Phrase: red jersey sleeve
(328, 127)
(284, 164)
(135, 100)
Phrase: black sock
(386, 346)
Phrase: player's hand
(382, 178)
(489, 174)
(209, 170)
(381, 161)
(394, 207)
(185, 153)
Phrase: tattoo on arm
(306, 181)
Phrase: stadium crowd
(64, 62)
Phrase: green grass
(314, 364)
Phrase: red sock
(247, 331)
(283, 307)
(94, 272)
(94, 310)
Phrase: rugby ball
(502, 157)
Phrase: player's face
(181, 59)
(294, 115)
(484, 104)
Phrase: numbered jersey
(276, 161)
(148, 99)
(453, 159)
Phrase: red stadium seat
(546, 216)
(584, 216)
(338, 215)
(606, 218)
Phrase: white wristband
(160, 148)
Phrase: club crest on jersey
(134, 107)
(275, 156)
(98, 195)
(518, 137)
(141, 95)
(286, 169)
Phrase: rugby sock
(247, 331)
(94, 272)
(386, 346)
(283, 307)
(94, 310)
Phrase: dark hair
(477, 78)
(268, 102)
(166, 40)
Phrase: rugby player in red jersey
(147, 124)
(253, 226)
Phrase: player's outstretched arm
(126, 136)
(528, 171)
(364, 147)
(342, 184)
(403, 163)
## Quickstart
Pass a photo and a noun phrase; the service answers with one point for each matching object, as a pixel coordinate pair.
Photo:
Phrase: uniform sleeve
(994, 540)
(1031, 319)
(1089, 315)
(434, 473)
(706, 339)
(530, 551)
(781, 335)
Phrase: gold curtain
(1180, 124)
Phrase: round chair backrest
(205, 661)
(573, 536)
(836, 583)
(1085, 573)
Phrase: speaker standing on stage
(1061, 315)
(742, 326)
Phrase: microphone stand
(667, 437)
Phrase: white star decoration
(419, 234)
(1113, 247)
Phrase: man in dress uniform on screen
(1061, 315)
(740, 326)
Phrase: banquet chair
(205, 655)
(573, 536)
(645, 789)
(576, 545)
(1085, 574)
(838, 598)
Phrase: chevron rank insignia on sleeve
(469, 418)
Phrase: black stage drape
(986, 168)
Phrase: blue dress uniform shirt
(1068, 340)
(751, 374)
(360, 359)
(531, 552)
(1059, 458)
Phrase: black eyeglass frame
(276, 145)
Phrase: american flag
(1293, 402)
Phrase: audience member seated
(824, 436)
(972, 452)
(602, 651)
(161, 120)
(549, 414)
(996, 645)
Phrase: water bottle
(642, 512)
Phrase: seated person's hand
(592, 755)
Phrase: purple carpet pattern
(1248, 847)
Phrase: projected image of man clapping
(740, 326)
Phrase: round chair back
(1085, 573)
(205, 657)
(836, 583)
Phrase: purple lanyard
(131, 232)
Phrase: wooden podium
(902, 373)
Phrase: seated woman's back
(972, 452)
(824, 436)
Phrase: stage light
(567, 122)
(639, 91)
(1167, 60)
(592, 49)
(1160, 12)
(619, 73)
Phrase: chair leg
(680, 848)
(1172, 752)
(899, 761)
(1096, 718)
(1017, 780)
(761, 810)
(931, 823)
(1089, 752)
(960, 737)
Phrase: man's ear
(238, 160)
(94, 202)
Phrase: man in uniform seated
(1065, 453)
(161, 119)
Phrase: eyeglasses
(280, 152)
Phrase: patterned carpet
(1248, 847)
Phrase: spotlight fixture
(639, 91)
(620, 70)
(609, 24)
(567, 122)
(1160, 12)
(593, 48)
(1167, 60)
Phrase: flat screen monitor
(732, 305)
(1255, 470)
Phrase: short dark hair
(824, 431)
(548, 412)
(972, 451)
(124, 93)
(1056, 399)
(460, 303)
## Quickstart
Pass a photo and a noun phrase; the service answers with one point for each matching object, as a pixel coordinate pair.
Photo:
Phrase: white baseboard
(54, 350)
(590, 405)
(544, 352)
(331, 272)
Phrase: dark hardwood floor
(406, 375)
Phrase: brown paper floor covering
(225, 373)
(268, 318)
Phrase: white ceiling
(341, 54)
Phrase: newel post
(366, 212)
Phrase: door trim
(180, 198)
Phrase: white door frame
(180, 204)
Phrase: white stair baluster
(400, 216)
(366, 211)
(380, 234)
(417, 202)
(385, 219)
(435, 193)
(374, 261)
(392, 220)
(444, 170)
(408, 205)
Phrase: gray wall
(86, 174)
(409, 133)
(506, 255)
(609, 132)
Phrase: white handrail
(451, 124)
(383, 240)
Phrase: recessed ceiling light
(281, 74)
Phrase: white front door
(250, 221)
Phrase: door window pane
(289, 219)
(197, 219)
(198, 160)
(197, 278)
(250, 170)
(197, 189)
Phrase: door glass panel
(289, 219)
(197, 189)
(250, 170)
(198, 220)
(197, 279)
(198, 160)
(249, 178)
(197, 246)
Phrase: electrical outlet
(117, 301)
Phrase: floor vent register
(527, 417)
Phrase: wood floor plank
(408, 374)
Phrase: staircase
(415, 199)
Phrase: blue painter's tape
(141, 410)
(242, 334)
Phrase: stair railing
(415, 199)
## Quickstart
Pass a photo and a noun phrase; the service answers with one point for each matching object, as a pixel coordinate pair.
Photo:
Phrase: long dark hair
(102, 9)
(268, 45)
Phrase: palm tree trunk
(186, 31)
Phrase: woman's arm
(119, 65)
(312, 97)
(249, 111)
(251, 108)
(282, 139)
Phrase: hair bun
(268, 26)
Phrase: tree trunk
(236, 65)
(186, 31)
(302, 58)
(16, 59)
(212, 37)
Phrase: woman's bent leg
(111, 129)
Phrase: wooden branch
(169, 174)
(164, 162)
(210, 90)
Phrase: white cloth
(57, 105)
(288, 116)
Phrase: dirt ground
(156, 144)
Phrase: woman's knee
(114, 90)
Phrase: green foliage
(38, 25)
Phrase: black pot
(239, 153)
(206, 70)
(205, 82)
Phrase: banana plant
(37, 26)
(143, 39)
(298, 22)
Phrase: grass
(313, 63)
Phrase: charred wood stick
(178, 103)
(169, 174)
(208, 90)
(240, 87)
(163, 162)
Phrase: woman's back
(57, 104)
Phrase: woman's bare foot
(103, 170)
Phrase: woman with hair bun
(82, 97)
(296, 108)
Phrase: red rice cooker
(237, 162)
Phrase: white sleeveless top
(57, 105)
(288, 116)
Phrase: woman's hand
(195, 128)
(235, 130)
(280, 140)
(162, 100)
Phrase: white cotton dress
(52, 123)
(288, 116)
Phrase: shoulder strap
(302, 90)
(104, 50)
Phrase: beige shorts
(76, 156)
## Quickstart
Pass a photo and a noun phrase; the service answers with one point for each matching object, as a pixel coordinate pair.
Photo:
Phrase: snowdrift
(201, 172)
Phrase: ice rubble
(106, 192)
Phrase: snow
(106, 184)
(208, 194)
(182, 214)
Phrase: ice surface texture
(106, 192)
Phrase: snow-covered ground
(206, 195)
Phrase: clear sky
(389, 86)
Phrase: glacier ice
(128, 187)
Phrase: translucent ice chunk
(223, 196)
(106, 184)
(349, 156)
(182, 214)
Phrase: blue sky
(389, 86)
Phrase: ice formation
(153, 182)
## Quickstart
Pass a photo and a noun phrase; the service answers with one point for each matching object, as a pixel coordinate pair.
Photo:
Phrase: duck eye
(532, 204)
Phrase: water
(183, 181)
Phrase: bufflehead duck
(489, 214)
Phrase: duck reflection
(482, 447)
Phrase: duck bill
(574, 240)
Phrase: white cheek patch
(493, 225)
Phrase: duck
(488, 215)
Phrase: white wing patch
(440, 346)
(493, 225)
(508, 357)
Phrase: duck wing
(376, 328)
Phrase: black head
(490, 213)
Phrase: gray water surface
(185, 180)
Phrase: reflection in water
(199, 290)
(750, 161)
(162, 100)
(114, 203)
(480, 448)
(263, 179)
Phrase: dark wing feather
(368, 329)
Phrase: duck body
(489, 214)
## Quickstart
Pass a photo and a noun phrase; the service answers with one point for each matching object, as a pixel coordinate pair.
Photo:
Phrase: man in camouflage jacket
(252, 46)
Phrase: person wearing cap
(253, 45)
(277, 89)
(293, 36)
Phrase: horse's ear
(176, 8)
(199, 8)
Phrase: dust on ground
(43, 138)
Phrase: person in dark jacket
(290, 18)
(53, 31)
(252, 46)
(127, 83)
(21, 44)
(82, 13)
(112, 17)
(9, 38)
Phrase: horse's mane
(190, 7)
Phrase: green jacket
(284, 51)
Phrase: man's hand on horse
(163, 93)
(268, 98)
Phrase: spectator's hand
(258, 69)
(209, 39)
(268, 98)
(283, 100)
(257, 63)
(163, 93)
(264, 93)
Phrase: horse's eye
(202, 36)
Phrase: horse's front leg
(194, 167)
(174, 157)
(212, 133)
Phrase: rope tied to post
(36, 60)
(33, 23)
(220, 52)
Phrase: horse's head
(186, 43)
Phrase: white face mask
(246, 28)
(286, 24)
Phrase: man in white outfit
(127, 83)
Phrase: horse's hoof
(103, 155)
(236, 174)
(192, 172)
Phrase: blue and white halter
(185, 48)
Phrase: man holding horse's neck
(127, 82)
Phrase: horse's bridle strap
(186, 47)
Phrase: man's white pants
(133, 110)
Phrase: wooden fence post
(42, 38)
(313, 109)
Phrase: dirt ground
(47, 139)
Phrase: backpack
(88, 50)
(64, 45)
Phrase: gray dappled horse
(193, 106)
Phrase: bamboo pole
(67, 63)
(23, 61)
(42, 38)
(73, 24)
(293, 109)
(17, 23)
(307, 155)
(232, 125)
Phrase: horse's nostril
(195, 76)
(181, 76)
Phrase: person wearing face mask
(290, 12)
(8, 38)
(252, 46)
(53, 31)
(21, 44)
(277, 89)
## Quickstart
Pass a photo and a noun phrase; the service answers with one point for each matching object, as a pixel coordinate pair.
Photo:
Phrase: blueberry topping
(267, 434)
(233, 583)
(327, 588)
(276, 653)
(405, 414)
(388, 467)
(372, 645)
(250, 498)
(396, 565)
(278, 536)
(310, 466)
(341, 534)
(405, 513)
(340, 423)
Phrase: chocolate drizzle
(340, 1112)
----
Please arrange the records as a two-column CSV headed phrase and points, one row per record, with each value in its own quoted field and line breaks turned into spaces. Begin at the line that contains "Phrase: projected image of man clapping" and stop after the line that contains "(1255, 470)", including only those records.

• Output for this exercise:
phrase,points
"Phrase: projected image of man clapping","(740, 326)"
"Phrase: round chair back","(1085, 573) (205, 657) (836, 583)"
"Phrase: purple lanyard","(131, 232)"
"Phrase: wooden podium","(902, 373)"
"Phrase: seated woman's back","(972, 452) (824, 436)"
"Phrase: stage light","(567, 122) (639, 91) (1167, 60) (592, 49) (1160, 12) (619, 73)"
"Phrase: chair leg","(680, 848) (1172, 752) (899, 761) (1096, 718) (1017, 780) (761, 810) (931, 823) (1089, 752) (960, 737)"
"Phrase: man's ear","(238, 160) (94, 202)"
"Phrase: man in uniform seated","(1065, 453) (161, 119)"
"Phrase: eyeglasses","(280, 152)"
"Phrase: patterned carpet","(1248, 847)"
"Phrase: spotlight fixture","(639, 91) (620, 70) (609, 24) (567, 122) (1160, 12) (593, 48) (1167, 60)"
"Phrase: flat screen monitor","(732, 305) (1255, 470)"